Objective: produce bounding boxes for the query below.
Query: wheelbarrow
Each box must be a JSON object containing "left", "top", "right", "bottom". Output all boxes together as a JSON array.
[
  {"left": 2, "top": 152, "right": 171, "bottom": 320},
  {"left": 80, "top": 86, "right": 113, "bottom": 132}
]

**********

#### GIVEN INSTRUCTION
Write out the item above word for word, keeping each line as it stands.

#### REPLY TO THE TASK
Objective: produce bounding boxes for the query below.
Query: wheelbarrow
Each box must be a JSON object containing "left", "top", "right", "bottom". Output all boxes together as a JSON array.
[
  {"left": 2, "top": 152, "right": 171, "bottom": 320},
  {"left": 80, "top": 86, "right": 113, "bottom": 132}
]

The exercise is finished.